_Written task_
Provide an exact reproduction of every entry.
━━━━━━━━━━━━━━━━━━━━━━━━━━━━━━
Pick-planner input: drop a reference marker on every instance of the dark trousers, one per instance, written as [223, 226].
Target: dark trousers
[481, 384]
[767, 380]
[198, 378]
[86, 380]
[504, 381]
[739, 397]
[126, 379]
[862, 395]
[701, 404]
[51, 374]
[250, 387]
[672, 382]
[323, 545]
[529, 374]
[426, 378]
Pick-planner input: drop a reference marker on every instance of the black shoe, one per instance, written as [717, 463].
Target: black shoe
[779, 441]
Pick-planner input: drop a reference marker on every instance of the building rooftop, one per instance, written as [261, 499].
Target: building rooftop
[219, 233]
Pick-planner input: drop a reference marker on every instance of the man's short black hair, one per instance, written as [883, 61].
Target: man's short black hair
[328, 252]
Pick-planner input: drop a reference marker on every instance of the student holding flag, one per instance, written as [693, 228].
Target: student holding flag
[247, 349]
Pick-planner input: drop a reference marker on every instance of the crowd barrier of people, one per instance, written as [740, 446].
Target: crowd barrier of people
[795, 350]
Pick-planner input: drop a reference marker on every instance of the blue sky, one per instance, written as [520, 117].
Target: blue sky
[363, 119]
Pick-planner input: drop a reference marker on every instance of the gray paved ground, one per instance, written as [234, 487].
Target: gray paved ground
━━━━━━━━━━━━━━━━━━━━━━━━━━━━━━
_Correct answer_
Pick-planner input: drop a reference marker on every instance of the dark trousers, one per instance, written as [223, 226].
Target: dark trousers
[481, 384]
[767, 380]
[198, 378]
[86, 380]
[504, 381]
[739, 397]
[126, 379]
[862, 395]
[701, 404]
[51, 374]
[250, 387]
[672, 382]
[323, 545]
[529, 374]
[426, 378]
Pick-planner input: drop a reference marker on every instance of the black shoe, one per instance, written as [717, 463].
Target: black shoe
[779, 441]
Pick-planner input: drop a reference marker on every instance of the building rooftop, one per instance, written as [261, 499].
Target: building rooftop
[219, 233]
Pick-planner input: drop a reference marker on every instance of the man's short black hair, one per instance, written as [883, 61].
Target: man's short black hair
[328, 252]
Pick-planner input: drop a reference marker on every instance of the student holding flag, one per instance, written as [693, 228].
Target: student holding flag
[247, 349]
Pick-planner input: drop a reference marker on every instance of the crowd barrier of people, one per instance, written as [740, 446].
Target: crowd barrier of people
[795, 350]
Pick-planner input: drop a reference marker on every instance of the blue sky, one per instance, written as [520, 117].
Target: blue sky
[363, 119]
Pick-planner input: drop a reference marker on every instance of the gray paved ground, one per instance, written as [234, 487].
Target: gray paved ground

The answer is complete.